▸ BRIEF:
Every entry should be copied exactly, with nothing added or dropped.

(RAW DATA)

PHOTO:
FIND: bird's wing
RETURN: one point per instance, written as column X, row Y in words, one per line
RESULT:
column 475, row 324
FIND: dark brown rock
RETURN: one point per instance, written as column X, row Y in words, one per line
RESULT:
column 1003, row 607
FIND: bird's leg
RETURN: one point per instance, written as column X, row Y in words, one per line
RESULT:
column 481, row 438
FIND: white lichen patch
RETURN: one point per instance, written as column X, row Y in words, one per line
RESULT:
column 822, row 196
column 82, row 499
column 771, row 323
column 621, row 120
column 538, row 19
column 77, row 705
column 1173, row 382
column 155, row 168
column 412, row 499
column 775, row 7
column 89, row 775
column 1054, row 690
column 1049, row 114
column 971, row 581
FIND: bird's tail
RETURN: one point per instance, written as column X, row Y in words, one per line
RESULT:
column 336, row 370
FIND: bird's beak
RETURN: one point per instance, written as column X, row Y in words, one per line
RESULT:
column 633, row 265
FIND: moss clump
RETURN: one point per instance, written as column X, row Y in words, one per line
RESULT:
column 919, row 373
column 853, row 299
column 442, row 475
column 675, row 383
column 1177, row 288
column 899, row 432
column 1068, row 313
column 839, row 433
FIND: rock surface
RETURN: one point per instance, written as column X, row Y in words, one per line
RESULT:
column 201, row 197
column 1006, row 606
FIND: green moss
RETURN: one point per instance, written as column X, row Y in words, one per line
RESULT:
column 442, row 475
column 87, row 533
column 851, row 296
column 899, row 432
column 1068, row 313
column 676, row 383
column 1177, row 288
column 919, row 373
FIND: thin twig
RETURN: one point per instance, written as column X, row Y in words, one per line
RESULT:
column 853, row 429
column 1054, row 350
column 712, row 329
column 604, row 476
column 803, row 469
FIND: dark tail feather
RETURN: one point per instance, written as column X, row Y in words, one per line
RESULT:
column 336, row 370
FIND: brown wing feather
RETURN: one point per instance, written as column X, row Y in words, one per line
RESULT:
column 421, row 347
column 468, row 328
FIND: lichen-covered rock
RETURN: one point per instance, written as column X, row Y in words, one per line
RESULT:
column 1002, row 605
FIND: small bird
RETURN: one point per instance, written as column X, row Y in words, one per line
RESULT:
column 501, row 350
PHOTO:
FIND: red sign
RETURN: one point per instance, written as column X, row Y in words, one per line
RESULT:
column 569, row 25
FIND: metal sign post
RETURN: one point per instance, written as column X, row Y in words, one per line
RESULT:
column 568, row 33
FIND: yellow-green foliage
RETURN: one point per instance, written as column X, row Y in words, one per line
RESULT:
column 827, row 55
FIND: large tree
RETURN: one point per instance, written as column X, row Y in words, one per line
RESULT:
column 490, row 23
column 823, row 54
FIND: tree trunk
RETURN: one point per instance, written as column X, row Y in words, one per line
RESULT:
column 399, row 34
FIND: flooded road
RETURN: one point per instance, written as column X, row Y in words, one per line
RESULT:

(End RAW DATA)

▸ ANSWER:
PHOTO:
FIND: bird's wing
RETURN: one point per instance, written as column X, row Y in words, one per line
RESULT:
column 475, row 324
FIND: dark brown rock
RETURN: one point per instance, written as column X, row Y in words, one per line
RESULT:
column 1003, row 607
FIND: bird's leg
RETURN: one point per instance, written as column X, row Y in words, one per line
RESULT:
column 481, row 438
FIND: white lichen patch
RETURN: one point per instance, written as column X, row Y in words, one per line
RESULT:
column 822, row 196
column 82, row 499
column 771, row 323
column 621, row 120
column 538, row 19
column 77, row 705
column 1173, row 382
column 155, row 168
column 412, row 499
column 775, row 7
column 89, row 775
column 1054, row 690
column 1049, row 114
column 971, row 581
FIND: bird's tail
RETURN: one point per instance, written as column X, row Y in words, one per line
RESULT:
column 336, row 370
FIND: bird's beak
RETURN: one point per instance, written as column X, row Y in words, one per line
RESULT:
column 633, row 265
FIND: moss clump
RETURN: one point per instance, written as column X, row Y in words, one per line
RESULT:
column 919, row 373
column 853, row 299
column 442, row 475
column 675, row 383
column 1177, row 288
column 899, row 432
column 1068, row 313
column 839, row 433
FIND: rock surface
RETURN: one point per instance, written as column X, row Y in words, one per line
RESULT:
column 201, row 197
column 1006, row 606
FIND: green moss
RETURN: one point per instance, written as column X, row Y in words, one per line
RESULT:
column 442, row 475
column 87, row 533
column 851, row 296
column 899, row 432
column 1068, row 313
column 676, row 383
column 1177, row 288
column 919, row 373
FIND: thin twig
RETURN: one point per instance, written as column X, row Y in words, one per line
RESULT:
column 853, row 429
column 1054, row 350
column 712, row 329
column 604, row 476
column 803, row 469
FIND: dark tail feather
RETURN: one point per instance, written as column X, row Y in words, one per line
RESULT:
column 336, row 370
FIND: brown wing feather
RETURN: one point per instance, written as column X, row Y in words, one per line
RESULT:
column 421, row 347
column 468, row 328
FIND: lichen-covered rock
RETURN: one point per instance, written as column X, row Y in words, one per line
RESULT:
column 1002, row 605
FIND: small bird
RETURN: one point per instance, written as column X, row Y in words, one per line
RESULT:
column 501, row 350
PHOTO:
FIND: red sign
RETURN: one point per instance, written as column X, row Y in words, one per line
RESULT:
column 569, row 25
FIND: metal sign post
RETURN: one point per instance, written as column X, row Y in words, one per line
RESULT:
column 568, row 33
FIND: yellow-green foliage
RETURN: one point per instance, written as column X, row Y in words, one per line
RESULT:
column 827, row 55
FIND: large tree
RETURN: one point per instance, written as column X, row Y in words, one per line
RESULT:
column 490, row 23
column 823, row 54
FIND: tree trunk
RETURN: one point per instance, written as column X, row Y in words, one per line
RESULT:
column 399, row 34
FIND: flooded road
RETURN: one point per instance, written as column X, row Y in words, one per line
RESULT:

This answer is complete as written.